## Passage
I'm a software developer and I am trying to understand sound a bit better for a project I want to start working on.

Sorry if this is a bad place for this, if needed I can delete and repost elsewhere. Let me know.

Anyways, it is quite obvious to us when a flute plays a note compared to a piano playing that same note. What makes them so different though? If I wanted to mathematically represent the exact sound a flute makes at a certain note, what are the values that I would need to record. Values such as frequency, volume, etc. I want to understand this because if we are able to reproduce these sounds on speakers we must have this data stored in our audio files.

All of the data mentioned above, how much does it vary depending on pitch and volume?

In basic what I want to understand is what constitutes the sound that we hear. There is definitely a lot more I need to know, but I fear I don't know enough as it is with my current knowledge and I'll probably edit this question later.

## Dataset records
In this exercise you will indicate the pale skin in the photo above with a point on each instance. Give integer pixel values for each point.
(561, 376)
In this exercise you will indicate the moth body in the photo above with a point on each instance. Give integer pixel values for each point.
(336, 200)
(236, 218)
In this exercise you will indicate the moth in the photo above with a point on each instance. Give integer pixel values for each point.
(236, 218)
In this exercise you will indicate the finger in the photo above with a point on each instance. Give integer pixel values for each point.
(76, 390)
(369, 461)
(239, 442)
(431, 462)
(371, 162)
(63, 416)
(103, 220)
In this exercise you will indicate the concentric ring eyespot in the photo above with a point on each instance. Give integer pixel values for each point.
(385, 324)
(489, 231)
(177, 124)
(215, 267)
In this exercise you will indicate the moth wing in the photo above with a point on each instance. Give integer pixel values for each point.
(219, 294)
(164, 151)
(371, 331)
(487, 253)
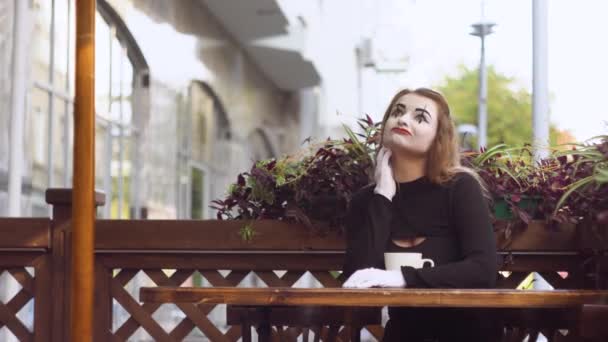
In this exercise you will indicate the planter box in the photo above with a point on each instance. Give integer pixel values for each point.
(538, 236)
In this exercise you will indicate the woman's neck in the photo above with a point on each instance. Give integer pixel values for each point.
(408, 168)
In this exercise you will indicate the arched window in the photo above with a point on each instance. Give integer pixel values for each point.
(204, 133)
(120, 70)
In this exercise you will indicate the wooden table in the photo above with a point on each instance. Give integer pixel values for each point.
(339, 297)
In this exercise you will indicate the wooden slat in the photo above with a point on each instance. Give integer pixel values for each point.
(18, 301)
(14, 324)
(215, 278)
(326, 279)
(132, 324)
(103, 303)
(594, 322)
(42, 293)
(12, 259)
(537, 236)
(376, 297)
(135, 310)
(192, 312)
(512, 281)
(25, 232)
(238, 261)
(291, 277)
(202, 322)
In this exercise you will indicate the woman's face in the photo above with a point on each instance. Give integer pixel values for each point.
(412, 125)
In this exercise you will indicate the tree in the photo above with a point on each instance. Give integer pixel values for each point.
(509, 108)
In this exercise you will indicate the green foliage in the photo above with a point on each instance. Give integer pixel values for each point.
(509, 108)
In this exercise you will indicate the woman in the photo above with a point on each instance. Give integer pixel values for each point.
(423, 201)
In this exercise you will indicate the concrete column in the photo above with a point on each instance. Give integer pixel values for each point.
(540, 87)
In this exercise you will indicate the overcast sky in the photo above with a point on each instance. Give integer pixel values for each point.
(435, 35)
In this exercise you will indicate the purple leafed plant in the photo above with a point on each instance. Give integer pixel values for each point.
(311, 187)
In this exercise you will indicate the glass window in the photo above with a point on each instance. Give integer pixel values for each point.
(60, 45)
(50, 121)
(42, 40)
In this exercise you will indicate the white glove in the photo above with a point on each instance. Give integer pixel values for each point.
(383, 175)
(374, 277)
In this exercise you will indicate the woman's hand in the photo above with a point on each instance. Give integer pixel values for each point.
(374, 277)
(383, 175)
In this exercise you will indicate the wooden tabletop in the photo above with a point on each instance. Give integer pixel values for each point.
(277, 296)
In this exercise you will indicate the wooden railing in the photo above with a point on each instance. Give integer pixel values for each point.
(36, 253)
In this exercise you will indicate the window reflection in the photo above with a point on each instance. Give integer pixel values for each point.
(50, 114)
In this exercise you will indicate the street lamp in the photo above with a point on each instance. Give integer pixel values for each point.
(481, 30)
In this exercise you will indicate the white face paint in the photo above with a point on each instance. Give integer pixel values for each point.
(412, 125)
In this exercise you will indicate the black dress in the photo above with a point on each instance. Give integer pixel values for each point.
(455, 221)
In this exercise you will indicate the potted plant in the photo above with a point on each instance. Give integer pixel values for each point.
(312, 187)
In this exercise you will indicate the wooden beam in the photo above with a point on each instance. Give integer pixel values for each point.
(83, 197)
(463, 298)
(25, 232)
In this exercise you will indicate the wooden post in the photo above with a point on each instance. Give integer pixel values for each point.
(83, 197)
(61, 253)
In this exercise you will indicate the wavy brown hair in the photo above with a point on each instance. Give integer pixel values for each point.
(443, 161)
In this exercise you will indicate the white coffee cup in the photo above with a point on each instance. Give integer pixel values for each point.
(394, 261)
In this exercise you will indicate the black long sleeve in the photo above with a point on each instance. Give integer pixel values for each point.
(471, 220)
(453, 218)
(367, 231)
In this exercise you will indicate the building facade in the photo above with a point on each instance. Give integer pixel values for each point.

## The tasks
A. From the post, extract the stretch from "Sorry if this" through "our audio files.".
B. Do the following statements agree with the post? Answer yes or no for each and quote the deciding words. (i) The writer works as a software developer. (ii) The writer reasons that audio files must hold the data needed to reproduce these sounds. (iii) The writer rules out ever editing the question.

## Solutions to the problems
A.
Sorry if this is a bad place for this, if needed I can delete and repost elsewhere. Let me know.

Anyways, it is quite obvious to us when a flute plays a note compared to a piano playing that same note. What makes them so different though? If I wanted to mathematically represent the exact sound a flute makes at a certain note, what are the values that I would need to record. Values such as frequency, volume, etc. I want to understand this because if we are able to reproduce these sounds on speakers we must have this data stored in our audio files.

B.
(i) Yes: "I'm a software developer"
(ii) Yes: "we must have this data stored in our audio files"
(iii) No: "I'll probably edit this question later"